# Excerpted text start
# Remember the ice man?



## AZ Jim (Dec 15, 2014)

In 1938 I was a small boy.  We had a "Ice Box" and I remember it like yesterday.  We had a sign that said ICE and on each corner was an amount 25, 50, 75 pounds.  Depending on which corner you had up when you hung it on your door the iceman would bring up your ice and  put it in your ice box for you.  He always had a leather pad on his shoulder and threw the ice on his shoulder using ice tongs.  Mom had to watch the drip pan because as the ice melted it would fill up with water.  Those were the days....


----------



## Falcon (Dec 15, 2014)

Yep, I remember all that. We kids would reach into the truck and take small pieces of ice to chew on.
He didn't mind.


----------



## Pappy (Dec 15, 2014)

We had a refrigerator with the big thingy on the top, but I do remember the ice man as some folks still had ice boxes. We moved in town for a couple years and our milk man still used a horse to deliver milk. The milk box sat outside and on freezing day, if the milk froze, the cream on top would pop the paper cap and stick a couple inches out of the bottle, like a Popsicle.


----------



## GeorgiaXplant (Dec 15, 2014)

Yup. I remember the ice man delivering ice with his wagon pulled by a horse and the ice box and the fridges with the compressors on top. And "modern" kitchen stoves that had legs on them. I also remember having a pump outside the back door, but then we upgraded to a real kitchen sink with a pump there instead. I remember graduating to running water. I also remember graduating to HOT running water! And a chemical toilet instead of the outhouse, then after we got running water, a genuine flush toilet. I also remember shaving bars of Fels Naptha soap into a galvanized tub for soapy water and scrubbing the clothes on a washboard. A red-letter day was when we got electricity, and my mother and I no longer had to clean the kerosene lamps and trim the wicks every morning.

It's not that none of that was around, just that after the war my parents bought a house that was built before the turn of the (20th) century. If there was no running water or electricity in a house before the war, it was a while after the war was over that it could even be made available.

We really thought we were stylin' when we got a phone. It was a 12-party line!


----------



## Ken N Tx (Dec 16, 2014)

Not the ice box, but I do remember coal being delivered to the front of the house. A truck would dump it and a worker would carry it, in bags, over his sholder to our basement storage.


----------



## Pappy (Dec 16, 2014)

Ken.....we had a coal bin in the cellar and the coal man would deliver a ton of coal as needed. He had a metal chute that went into cellar window and he shoveled the coal into the chute and into the bin.


----------



## Ken N Tx (Dec 16, 2014)

Pappy said:


> Ken.....we had a coal bin in the cellar and the coal man would deliver a ton of coal as needed. He had a metal chute that went into cellar window and he shoveled the coal into the chute and into the bin.



Same here, but it had to be dumped in front of the house..


----------



## Ralphy1 (Dec 16, 2014)

Granny had an ice box and I remember being woke up by the clopping horse early in the morning when visiting.  We converted from oil to coal during WW2 with a bin in the cellar and a chute thru a cellar window...


----------



## Ken N Tx (Dec 16, 2014)

What about the old guy, with his cart, who use to come down the street and would sharpen knives and scissors ??
# Excerpted text end
__Exercise requirements__.
• A. Decide whether each statement agrees with the ice man thread, answering yes or no and quoting the words of the thread that settle it: (i) The sign AZ Jim's family hung on the door showed 25, 50 and 75 pounds. (ii) Pappy's milk man delivered milk by truck. (iii) GeorgiaXplant's family phone was on a 12-party line.
• B. Pull out the passage of the ice man thread starting at "In 1938 I was" and ending at "He didn't mind.", word for word.
# Supplied information start
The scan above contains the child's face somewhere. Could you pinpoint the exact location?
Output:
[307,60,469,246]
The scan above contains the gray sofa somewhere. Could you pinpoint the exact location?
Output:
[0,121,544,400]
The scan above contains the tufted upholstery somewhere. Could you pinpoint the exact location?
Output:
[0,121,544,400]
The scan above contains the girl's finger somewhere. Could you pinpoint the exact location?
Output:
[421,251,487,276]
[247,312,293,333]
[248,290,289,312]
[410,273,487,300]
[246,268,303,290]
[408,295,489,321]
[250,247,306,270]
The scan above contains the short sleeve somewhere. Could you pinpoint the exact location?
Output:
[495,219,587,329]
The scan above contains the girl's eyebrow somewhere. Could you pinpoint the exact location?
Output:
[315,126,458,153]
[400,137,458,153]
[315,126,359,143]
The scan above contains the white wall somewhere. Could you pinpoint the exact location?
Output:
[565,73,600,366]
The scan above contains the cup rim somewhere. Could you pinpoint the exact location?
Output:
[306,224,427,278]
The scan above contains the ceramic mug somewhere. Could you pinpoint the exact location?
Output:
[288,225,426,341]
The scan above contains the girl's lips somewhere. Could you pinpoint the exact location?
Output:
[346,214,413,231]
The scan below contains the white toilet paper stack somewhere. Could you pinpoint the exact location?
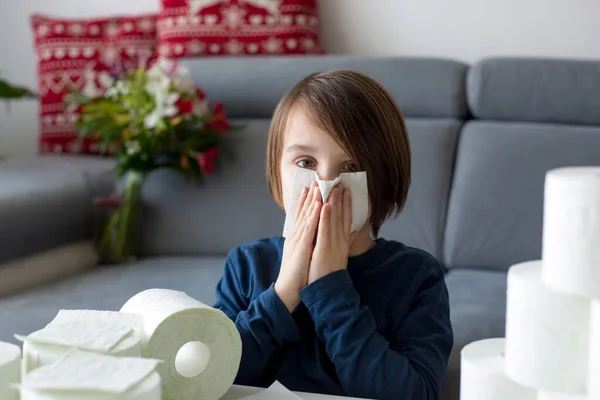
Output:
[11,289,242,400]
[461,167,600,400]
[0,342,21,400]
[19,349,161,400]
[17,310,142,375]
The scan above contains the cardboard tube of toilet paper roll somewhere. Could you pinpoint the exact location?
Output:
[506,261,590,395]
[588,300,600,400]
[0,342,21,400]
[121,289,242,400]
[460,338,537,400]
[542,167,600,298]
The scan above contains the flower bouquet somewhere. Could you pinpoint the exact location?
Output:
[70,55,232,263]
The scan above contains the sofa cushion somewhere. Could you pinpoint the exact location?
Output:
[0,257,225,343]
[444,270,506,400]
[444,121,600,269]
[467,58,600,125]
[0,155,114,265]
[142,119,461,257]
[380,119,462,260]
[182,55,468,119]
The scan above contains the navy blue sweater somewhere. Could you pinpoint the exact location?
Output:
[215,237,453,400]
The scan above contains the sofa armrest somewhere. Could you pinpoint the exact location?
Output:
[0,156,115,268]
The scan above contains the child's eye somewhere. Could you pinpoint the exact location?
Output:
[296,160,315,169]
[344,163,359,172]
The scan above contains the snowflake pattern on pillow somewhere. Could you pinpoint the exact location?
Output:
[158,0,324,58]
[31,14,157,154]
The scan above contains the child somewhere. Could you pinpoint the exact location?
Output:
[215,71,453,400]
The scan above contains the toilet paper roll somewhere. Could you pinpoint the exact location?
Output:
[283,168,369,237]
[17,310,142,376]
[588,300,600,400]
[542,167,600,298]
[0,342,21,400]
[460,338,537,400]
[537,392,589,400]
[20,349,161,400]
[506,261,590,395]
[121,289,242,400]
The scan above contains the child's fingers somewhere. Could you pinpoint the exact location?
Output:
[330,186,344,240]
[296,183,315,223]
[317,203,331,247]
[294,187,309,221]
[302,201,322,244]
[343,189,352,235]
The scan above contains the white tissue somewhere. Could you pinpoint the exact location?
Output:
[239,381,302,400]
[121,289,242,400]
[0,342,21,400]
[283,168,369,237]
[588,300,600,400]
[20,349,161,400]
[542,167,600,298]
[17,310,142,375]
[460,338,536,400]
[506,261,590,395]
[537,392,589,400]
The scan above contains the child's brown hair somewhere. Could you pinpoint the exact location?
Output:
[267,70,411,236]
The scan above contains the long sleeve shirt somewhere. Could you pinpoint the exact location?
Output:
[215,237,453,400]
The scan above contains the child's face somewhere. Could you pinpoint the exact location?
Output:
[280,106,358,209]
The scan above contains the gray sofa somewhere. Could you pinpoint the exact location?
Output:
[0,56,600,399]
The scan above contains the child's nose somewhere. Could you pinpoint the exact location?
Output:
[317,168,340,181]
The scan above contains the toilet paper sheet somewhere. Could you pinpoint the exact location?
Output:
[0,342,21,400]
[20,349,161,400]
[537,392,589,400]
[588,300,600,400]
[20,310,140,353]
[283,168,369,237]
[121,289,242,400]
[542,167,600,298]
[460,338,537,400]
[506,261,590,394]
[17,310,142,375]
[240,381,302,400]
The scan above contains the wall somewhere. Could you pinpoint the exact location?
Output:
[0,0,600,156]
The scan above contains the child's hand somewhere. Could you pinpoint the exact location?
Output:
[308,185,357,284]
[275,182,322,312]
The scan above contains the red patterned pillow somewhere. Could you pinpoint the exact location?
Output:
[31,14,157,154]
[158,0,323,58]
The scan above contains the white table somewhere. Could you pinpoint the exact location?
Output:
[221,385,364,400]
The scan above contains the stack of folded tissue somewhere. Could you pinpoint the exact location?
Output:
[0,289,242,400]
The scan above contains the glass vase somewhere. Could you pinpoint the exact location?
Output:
# Supplied information end
# Supplied information start
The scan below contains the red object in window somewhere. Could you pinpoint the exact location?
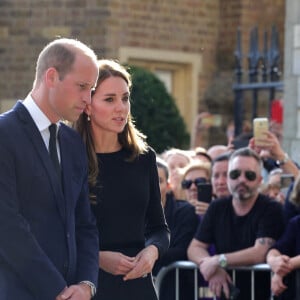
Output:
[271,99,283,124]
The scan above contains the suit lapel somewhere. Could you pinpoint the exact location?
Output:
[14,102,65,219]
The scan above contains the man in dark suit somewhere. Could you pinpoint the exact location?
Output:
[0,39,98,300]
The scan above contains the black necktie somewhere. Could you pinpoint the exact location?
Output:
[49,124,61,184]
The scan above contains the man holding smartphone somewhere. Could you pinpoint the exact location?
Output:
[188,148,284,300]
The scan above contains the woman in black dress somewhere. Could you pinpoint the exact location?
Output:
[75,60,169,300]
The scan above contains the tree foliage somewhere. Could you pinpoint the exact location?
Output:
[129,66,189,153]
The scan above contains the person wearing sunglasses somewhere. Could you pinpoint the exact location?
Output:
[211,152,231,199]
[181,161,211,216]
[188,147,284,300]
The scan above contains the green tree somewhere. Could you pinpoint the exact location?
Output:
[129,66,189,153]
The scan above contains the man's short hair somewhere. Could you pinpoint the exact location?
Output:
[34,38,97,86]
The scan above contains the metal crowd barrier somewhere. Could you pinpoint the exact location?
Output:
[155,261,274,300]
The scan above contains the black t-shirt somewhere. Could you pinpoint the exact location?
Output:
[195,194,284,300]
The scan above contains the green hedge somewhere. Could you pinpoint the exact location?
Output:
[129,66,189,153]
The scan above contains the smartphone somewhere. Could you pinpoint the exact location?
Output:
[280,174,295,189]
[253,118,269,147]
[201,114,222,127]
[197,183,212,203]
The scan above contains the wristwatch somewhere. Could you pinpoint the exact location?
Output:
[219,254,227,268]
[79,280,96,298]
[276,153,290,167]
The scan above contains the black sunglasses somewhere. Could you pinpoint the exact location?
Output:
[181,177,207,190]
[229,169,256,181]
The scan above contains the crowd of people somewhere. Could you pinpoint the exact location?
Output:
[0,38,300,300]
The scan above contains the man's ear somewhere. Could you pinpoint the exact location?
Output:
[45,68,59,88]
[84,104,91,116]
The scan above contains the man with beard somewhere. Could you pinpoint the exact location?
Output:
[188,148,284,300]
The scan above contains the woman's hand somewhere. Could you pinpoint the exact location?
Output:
# Supplied information end
# Supplied information start
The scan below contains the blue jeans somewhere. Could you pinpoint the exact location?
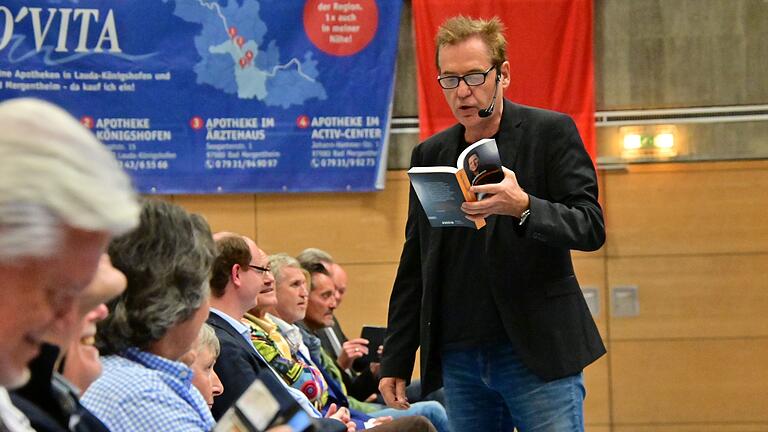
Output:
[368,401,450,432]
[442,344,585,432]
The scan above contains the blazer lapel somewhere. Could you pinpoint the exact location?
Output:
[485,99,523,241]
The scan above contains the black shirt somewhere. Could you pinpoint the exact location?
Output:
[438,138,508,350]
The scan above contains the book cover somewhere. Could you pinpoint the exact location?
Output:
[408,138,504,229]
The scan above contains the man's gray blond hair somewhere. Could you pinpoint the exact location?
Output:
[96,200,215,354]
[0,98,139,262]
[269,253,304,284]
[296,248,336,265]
# Supplied information end
__Exercise results__.
• A.
(i) Yes: "on each corner was an amount 25, 50, 75 pounds"
(ii) No: "our milk man still used a horse to deliver milk"
(iii) Yes: "It was a 12-party line!"

• B.
In 1938 I was a small boy.  We had a "Ice Box" and I remember it like yesterday.  We had a sign that said ICE and on each corner was an amount 25, 50, 75 pounds.  Depending on which corner you had up when you hung it on your door the iceman would bring up your ice and  put it in your ice box for you.  He always had a leather pad on his shoulder and threw the ice on his shoulder using ice tongs.  Mom had to watch the drip pan because as the ice melted it would fill up with water.  Those were the days....


----------



## Falcon (Dec 15, 2014)

Yep, I remember all that. We kids would reach into the truck and take small pieces of ice to chew on.
He didn't mind.